On this occasion it has resulted in a position which makes the carrying on of government not free from difficulties, but I entirely agree with the right hon. Gentleman in what he said about frustration. Just as he says there is no frustration on his side of the House, so there is no frustration on this. The duty of the Government is clear. The government must be carried on, and, however difficult it may be, it is in the interest of all of us that government should be carried on effectively. There is here, I think, a test of common sense, and, after all, common sense and a realisation of the practical are two of the supreme qualities of the British people. I am quite confident they will not be wanting on this occasion.

This House has had to face very many situations. I understand it is 100 years since the parties were so evenly divided, but, looking up precedents, I find that things were a good deal more fluid in those days. So many gentlemen at that time seemed to have that curious contradictory variety of nomenclature that adorns the third bench below the Gangway. We shall, therefore, continue to administer the affairs of the country in the same spirit and on the same principles as we have done during the last four and a half years. We shall, of course, welcome the contributions that right hon. Gentlemen opposite will make to our Debates, in particular on the matters to which the right hon. Gentleman referred. We shall be glad of specific points on which they intend to bring in economies rather than general statements alleging extravagance without any facts to back them up.

The legislative programme which we submit to the House is, of course, limited, and not violently controversial. I do not think there are any special items that could claim our attention at this moment. The Measures are useful, but there is one subject, I know, which is of great interest, particularly to householders and business men, and that is the reform of the law relating to lease-holders. I do not know whether it is controversial or not. When we get the Report we shall see, but I hope that Report will be with us before very long. We then can consider legislation. It has been stated quite clearly in the Gracious Speech that where it is necessary for the maintenance of full employment and the national well-being to introduce Measures, even though they are contentious, the Government will not hesitate to do so.

The right hon. Gentleman asked me a question with regard to the position of the Iron and Steel Act. That Act is on the Statute Book. The Corporation cannot be appointed until 1st October, 1950. The earliest date for vesting is 1st January, 1951. There is nothing to be done in the matter immediately, but that statute is on the Statute Book and our purpose is to give effect to Acts passed by Parliament. I shall not pretend to argue the precise nature of the causes which have returned right hon. and hon. Gentlemen opposite, any more than I should like to evaluate the exact opinions which returned hon. Members below the Gangway. We can all form our opinions as to what the decision was, how it was arrived at, and the weight to be given to it. That is a matter which we can debate subsequently.

I have observed statements made in other countries to the effect that our present Parliamentary position entails a period of weakness and indecision in Government. I believe they are entirely mistaken. I entirely agree with the right hon. Gentleman. The fact that Parliament is almost equally divided does not mean in the least that the hand of this country in foreign affairs should be weakened in the slightest degree. The Parliamentary situation must not divert the attention of this House and the attention of the people from the hard work and the continued effort needed from all sections of the community to further our full economic recovery. We must not allow electoral considerations to damage the interests of this country. No doubt, this topic will be fully debated this week.

Dataset entries
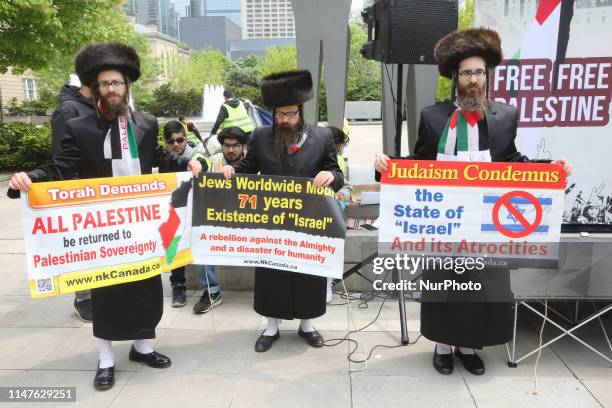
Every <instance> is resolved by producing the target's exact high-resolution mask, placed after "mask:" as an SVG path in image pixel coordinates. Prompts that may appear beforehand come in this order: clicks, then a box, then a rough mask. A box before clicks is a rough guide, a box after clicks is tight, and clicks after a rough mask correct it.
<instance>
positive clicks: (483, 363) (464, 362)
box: [455, 347, 484, 375]
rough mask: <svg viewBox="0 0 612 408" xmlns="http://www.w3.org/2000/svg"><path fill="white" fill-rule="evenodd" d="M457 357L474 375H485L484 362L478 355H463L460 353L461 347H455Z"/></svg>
mask: <svg viewBox="0 0 612 408" xmlns="http://www.w3.org/2000/svg"><path fill="white" fill-rule="evenodd" d="M455 355H456V356H457V357H458V358H459V360H461V362H462V363H463V367H465V369H466V370H467V371H469V372H470V373H472V374H474V375H483V374H484V362H483V361H482V359H481V358H480V357H478V355H477V354H476V353H474V354H463V353H462V352H461V351H459V347H455Z"/></svg>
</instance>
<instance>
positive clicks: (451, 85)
mask: <svg viewBox="0 0 612 408" xmlns="http://www.w3.org/2000/svg"><path fill="white" fill-rule="evenodd" d="M474 1H475V0H465V3H464V4H463V7H461V8H460V9H459V29H460V30H465V29H466V28H470V27H472V26H474ZM452 87H453V85H452V81H451V80H450V79H448V78H444V77H442V76H439V77H438V92H437V94H436V100H437V101H438V102H441V101H445V100H447V99H449V98H450V94H451V90H452Z"/></svg>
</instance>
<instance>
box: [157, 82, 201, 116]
mask: <svg viewBox="0 0 612 408" xmlns="http://www.w3.org/2000/svg"><path fill="white" fill-rule="evenodd" d="M152 97H153V101H152V102H150V103H149V104H148V105H146V106H145V108H146V110H147V111H148V112H150V113H152V114H153V115H155V116H166V117H178V116H179V115H186V116H192V115H199V114H200V113H201V109H202V93H201V92H199V91H196V90H195V89H192V90H190V91H187V92H181V91H177V90H175V89H173V88H172V86H171V85H170V84H164V85H161V86H160V87H159V88H157V89H156V90H154V91H153V95H152Z"/></svg>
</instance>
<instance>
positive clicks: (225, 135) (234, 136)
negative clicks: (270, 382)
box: [217, 126, 248, 144]
mask: <svg viewBox="0 0 612 408" xmlns="http://www.w3.org/2000/svg"><path fill="white" fill-rule="evenodd" d="M227 138H230V139H236V141H237V142H238V143H240V144H246V143H247V141H248V139H247V135H246V133H245V132H244V130H242V129H240V128H239V127H238V126H230V127H228V128H224V129H223V130H222V131H221V132H219V134H218V135H217V140H219V143H220V144H223V141H224V140H225V139H227Z"/></svg>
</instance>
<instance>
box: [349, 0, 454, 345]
mask: <svg viewBox="0 0 612 408" xmlns="http://www.w3.org/2000/svg"><path fill="white" fill-rule="evenodd" d="M361 16H362V17H363V20H364V22H365V23H366V24H367V25H368V42H367V43H365V44H364V45H363V47H362V48H361V55H363V57H364V58H366V59H372V60H376V61H380V62H382V63H384V64H397V94H396V95H395V97H396V99H395V104H396V105H395V110H396V113H395V143H394V153H395V156H396V157H400V156H401V150H402V117H403V116H402V101H403V94H402V79H403V64H425V65H436V60H435V58H434V55H433V54H434V53H433V50H434V46H435V45H436V43H437V42H438V40H439V39H440V38H442V37H444V36H445V35H446V34H449V33H451V32H453V31H455V30H457V22H458V17H459V12H458V3H457V0H377V1H376V2H375V3H374V4H372V5H371V6H369V7H367V8H365V9H364V10H363V11H362V12H361ZM389 85H391V84H389ZM394 272H395V273H394V275H395V276H396V279H397V281H398V282H402V281H403V277H402V271H401V270H395V271H394ZM402 287H403V286H402V285H400V290H399V294H398V302H399V313H400V326H401V341H402V344H404V345H406V344H408V342H409V339H408V329H407V327H406V305H405V301H404V290H403V289H402Z"/></svg>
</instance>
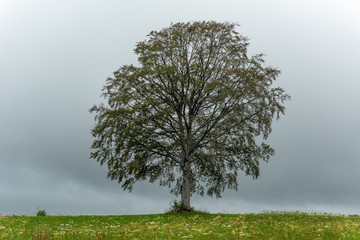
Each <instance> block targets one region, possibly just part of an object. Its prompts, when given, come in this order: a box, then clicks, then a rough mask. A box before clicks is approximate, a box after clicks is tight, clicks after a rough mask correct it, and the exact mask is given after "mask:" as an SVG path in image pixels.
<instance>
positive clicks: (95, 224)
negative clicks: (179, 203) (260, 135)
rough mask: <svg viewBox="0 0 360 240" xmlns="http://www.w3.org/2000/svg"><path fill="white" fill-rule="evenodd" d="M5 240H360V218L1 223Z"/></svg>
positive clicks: (63, 216)
mask: <svg viewBox="0 0 360 240" xmlns="http://www.w3.org/2000/svg"><path fill="white" fill-rule="evenodd" d="M0 239H360V216H358V215H354V216H342V215H330V214H306V213H298V212H276V213H262V214H194V213H192V214H154V215H127V216H125V215H124V216H44V217H18V216H13V217H0Z"/></svg>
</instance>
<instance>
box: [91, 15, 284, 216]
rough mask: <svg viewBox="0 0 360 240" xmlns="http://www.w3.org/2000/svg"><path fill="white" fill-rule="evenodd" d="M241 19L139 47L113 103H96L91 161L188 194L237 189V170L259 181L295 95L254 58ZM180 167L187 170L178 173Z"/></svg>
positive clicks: (212, 192) (186, 205)
mask: <svg viewBox="0 0 360 240" xmlns="http://www.w3.org/2000/svg"><path fill="white" fill-rule="evenodd" d="M236 27H237V24H232V23H218V22H214V21H209V22H205V21H204V22H191V23H176V24H172V25H171V26H170V27H167V28H164V29H162V30H160V31H152V32H151V33H150V34H149V35H148V39H147V40H145V41H142V42H139V43H138V44H137V45H136V48H135V53H136V54H137V55H138V61H139V64H138V66H134V65H125V66H122V67H120V69H119V70H117V71H115V72H114V76H113V77H111V78H108V79H107V81H106V84H105V86H104V88H103V97H104V98H105V100H106V101H107V103H106V104H100V105H97V106H93V107H92V108H91V109H90V112H94V113H96V116H95V121H96V125H95V127H94V128H93V129H92V135H93V137H94V138H95V140H94V142H93V144H92V149H93V152H92V153H91V158H94V159H96V160H97V161H98V162H100V164H101V165H103V164H107V166H108V169H109V171H108V177H109V178H110V179H112V180H117V181H118V182H119V183H122V187H123V188H124V190H130V191H131V190H132V188H133V185H134V183H135V182H137V181H142V180H146V179H147V180H149V181H150V182H155V181H158V182H159V183H160V185H161V186H167V187H170V188H171V193H174V194H175V195H179V194H181V195H182V201H183V202H184V204H185V205H186V208H187V209H189V207H190V200H189V198H190V196H191V194H193V193H197V194H200V195H203V194H205V193H206V194H208V195H210V196H216V197H221V192H223V191H224V190H225V189H226V188H230V189H237V186H238V185H237V184H238V183H237V174H238V171H239V170H243V171H244V172H245V174H247V175H251V176H253V177H254V178H257V177H258V176H259V175H260V170H259V161H260V160H264V161H268V160H269V158H270V156H272V155H274V150H273V149H272V148H271V147H270V146H269V145H268V144H266V143H264V142H259V140H260V139H261V137H262V138H263V139H266V138H267V137H268V135H269V134H270V132H271V124H272V121H273V119H274V118H279V116H280V114H283V113H284V110H285V107H284V102H285V101H286V100H288V99H289V98H290V97H289V96H288V95H287V94H286V93H285V91H284V90H283V89H282V88H280V87H273V86H272V85H273V83H274V81H275V80H276V78H277V77H278V75H279V74H280V71H279V70H277V69H275V68H272V67H267V66H265V65H264V63H265V61H264V59H263V55H262V54H258V55H255V56H253V57H248V55H247V46H248V41H247V38H246V37H243V36H241V35H240V34H239V33H238V32H236V31H235V28H236ZM177 173H180V175H179V174H177Z"/></svg>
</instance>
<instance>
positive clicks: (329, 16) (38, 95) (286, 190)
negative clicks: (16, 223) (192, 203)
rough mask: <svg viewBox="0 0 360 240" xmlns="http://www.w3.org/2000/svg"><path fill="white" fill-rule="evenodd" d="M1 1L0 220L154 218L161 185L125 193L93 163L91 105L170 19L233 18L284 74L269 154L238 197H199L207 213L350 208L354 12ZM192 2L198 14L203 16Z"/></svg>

### Activity
In the parliamentary speech, what is the earliest date for vesting under the Iron and Steel Act?

### Solution for this exercise
1st January, 1951.